[Collection entries]
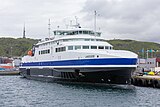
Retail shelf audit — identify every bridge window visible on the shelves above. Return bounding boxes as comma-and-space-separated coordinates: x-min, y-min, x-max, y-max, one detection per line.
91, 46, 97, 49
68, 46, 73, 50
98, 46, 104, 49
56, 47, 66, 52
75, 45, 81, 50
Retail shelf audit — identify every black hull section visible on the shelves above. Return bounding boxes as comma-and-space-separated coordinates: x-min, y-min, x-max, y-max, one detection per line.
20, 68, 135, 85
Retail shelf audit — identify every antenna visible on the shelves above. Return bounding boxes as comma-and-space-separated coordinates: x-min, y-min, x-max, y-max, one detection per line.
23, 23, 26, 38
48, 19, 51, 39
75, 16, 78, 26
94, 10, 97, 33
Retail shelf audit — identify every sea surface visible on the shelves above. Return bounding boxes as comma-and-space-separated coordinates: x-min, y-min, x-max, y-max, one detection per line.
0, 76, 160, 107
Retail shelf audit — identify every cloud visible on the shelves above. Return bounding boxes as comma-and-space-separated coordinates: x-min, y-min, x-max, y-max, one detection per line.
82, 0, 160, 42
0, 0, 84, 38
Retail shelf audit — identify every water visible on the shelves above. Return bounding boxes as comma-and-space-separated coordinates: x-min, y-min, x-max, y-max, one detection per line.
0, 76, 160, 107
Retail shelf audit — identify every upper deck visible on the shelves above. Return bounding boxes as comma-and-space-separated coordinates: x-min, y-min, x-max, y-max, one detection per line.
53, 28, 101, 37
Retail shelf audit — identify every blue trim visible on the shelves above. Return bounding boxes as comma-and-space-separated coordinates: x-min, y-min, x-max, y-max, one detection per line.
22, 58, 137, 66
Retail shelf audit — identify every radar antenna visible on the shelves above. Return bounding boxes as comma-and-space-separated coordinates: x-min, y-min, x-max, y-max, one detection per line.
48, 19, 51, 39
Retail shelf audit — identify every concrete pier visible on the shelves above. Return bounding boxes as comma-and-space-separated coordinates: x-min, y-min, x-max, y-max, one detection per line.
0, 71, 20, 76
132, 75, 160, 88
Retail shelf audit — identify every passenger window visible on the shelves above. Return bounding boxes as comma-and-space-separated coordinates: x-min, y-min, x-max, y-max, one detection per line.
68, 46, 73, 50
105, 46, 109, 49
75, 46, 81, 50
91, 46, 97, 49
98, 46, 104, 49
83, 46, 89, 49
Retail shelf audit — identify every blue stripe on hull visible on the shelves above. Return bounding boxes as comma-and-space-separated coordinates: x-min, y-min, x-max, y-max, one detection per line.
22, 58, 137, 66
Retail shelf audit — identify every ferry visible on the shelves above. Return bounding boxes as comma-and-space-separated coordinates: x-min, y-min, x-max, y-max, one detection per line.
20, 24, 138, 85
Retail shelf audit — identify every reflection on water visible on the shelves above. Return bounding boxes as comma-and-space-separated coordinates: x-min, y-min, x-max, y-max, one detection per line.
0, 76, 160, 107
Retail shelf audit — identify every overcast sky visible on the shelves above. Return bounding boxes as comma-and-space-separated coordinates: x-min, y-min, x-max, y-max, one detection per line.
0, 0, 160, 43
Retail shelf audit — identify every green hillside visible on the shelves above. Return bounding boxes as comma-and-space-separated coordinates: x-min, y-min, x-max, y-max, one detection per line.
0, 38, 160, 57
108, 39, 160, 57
---
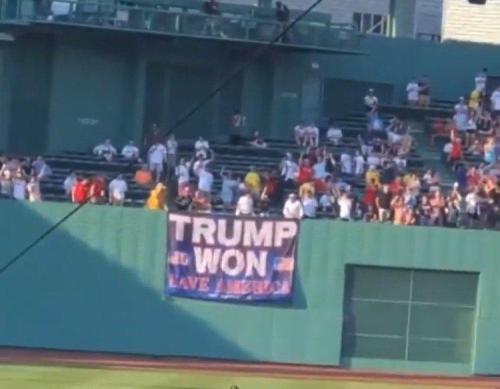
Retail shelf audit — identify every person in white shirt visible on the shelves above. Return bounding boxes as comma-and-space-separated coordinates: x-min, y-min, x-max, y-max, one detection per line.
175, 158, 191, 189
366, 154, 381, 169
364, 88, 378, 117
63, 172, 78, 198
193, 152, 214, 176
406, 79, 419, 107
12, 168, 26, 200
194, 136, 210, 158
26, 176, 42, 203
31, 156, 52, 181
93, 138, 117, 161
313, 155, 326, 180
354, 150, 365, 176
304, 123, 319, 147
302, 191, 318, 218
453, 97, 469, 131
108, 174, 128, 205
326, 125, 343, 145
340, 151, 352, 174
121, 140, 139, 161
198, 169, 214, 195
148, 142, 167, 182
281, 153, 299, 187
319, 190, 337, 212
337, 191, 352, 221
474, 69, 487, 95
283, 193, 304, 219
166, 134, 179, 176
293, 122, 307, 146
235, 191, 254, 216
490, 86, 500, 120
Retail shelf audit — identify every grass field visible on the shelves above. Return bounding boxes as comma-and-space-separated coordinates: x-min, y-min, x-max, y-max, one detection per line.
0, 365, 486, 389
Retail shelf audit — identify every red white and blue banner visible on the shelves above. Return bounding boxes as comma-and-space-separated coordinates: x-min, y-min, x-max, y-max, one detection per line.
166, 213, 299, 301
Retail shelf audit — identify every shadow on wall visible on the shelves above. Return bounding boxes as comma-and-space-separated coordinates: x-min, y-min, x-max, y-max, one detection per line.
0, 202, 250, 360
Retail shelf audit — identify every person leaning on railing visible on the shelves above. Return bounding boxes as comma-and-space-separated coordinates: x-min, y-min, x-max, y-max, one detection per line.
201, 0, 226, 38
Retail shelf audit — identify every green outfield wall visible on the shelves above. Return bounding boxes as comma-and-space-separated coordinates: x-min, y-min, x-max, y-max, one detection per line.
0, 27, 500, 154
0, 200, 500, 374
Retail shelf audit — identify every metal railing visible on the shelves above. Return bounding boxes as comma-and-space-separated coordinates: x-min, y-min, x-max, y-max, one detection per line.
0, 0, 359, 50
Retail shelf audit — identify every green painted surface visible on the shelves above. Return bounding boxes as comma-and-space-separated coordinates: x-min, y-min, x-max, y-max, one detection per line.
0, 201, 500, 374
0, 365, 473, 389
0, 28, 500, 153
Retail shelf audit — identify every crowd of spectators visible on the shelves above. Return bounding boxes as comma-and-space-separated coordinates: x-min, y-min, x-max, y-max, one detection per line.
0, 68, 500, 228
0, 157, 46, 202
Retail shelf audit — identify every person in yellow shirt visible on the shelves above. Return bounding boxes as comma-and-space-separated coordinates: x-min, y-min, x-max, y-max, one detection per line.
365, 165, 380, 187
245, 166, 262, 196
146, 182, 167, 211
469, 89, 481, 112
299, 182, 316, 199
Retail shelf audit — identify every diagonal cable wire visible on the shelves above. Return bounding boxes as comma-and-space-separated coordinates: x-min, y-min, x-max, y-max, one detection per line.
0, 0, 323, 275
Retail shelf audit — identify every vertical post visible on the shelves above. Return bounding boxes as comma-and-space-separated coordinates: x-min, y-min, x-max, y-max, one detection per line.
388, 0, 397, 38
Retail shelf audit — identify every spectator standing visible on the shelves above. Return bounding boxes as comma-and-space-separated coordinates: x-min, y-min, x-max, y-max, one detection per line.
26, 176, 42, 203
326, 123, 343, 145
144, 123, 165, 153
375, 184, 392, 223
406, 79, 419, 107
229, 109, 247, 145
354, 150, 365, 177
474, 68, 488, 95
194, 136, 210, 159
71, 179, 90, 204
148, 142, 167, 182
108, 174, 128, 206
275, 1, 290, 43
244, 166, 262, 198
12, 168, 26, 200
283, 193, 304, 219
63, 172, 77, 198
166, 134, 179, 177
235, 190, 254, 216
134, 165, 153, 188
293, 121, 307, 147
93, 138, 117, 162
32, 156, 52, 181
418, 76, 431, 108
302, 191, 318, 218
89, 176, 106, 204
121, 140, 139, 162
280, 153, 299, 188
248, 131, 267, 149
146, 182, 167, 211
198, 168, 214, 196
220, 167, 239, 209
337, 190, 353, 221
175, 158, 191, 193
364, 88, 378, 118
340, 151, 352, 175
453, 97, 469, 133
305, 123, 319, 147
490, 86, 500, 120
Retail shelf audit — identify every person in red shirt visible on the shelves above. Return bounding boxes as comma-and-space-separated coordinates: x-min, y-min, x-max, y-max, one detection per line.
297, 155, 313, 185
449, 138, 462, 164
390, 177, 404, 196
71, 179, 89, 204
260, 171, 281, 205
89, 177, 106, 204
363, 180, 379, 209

REQUIREMENTS - Please copy, word for word, the part of the entries above that opens with the line containing "Retail shelf audit — identify every bridge" and closes with the line containing "75, 45, 81, 50", both of those lines included.

ANSWER TO THE TASK -
Retail shelf audit — identify every bridge window visible on the shelves above. Return bounding boxes as comma-and-space-separated coordinates: x-min, y-min, x-max, y-max, one detection per line.
91, 46, 97, 49
68, 46, 73, 50
98, 46, 104, 49
56, 47, 66, 52
75, 45, 81, 50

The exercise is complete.